Your objective: Reproduce every one of the records below verbatim, without altering any character.

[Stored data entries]
_ _ _ _ _ _ _

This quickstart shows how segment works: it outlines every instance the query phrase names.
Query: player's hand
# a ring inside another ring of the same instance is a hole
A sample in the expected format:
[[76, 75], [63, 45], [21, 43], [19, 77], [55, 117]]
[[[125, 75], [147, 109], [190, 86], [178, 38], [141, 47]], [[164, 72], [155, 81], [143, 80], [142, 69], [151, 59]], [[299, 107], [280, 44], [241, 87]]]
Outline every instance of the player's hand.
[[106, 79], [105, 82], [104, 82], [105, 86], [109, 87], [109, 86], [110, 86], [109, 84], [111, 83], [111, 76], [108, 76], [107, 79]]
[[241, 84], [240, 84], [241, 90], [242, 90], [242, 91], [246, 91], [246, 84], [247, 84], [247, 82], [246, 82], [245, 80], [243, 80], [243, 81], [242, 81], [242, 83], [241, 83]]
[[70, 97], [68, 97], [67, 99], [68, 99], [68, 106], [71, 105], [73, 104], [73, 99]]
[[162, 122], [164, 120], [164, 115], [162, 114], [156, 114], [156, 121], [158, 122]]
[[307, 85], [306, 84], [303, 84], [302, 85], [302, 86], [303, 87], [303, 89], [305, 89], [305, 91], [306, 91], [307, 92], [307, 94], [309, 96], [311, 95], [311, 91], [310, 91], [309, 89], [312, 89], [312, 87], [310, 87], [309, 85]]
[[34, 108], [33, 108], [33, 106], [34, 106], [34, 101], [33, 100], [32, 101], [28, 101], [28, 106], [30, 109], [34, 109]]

_ _ _ _ _ _ _

Solution to this problem:
This quickstart shows how segment works: it outlines every instance the query phrase names.
Query: player's hand
# a ring inside another ring of the same instance is a hole
A sample in the expected format:
[[76, 75], [63, 45], [21, 43], [19, 77], [55, 117]]
[[[125, 75], [147, 109], [190, 86], [178, 38], [141, 47]], [[164, 72], [155, 81], [143, 80], [142, 69], [151, 59]], [[299, 107], [280, 44], [241, 87]]]
Outline every instance of the player's hand.
[[106, 79], [105, 82], [104, 82], [105, 86], [109, 87], [109, 86], [110, 86], [109, 84], [111, 83], [111, 76], [108, 76], [107, 79]]
[[241, 84], [240, 84], [241, 90], [242, 90], [242, 91], [246, 91], [246, 84], [247, 84], [247, 82], [246, 82], [245, 80], [243, 80], [243, 81], [242, 81], [242, 83], [241, 83]]
[[70, 97], [68, 97], [67, 99], [68, 99], [68, 106], [71, 105], [73, 104], [73, 99]]
[[162, 122], [164, 120], [164, 115], [162, 114], [156, 114], [156, 121], [158, 122]]
[[307, 85], [306, 84], [303, 84], [302, 85], [302, 86], [303, 87], [303, 89], [305, 89], [305, 91], [306, 91], [307, 92], [307, 94], [309, 96], [311, 95], [311, 91], [310, 91], [309, 89], [312, 89], [312, 87], [310, 87], [309, 85]]
[[34, 108], [33, 108], [33, 106], [34, 106], [34, 101], [33, 100], [32, 101], [28, 101], [28, 106], [30, 109], [34, 109]]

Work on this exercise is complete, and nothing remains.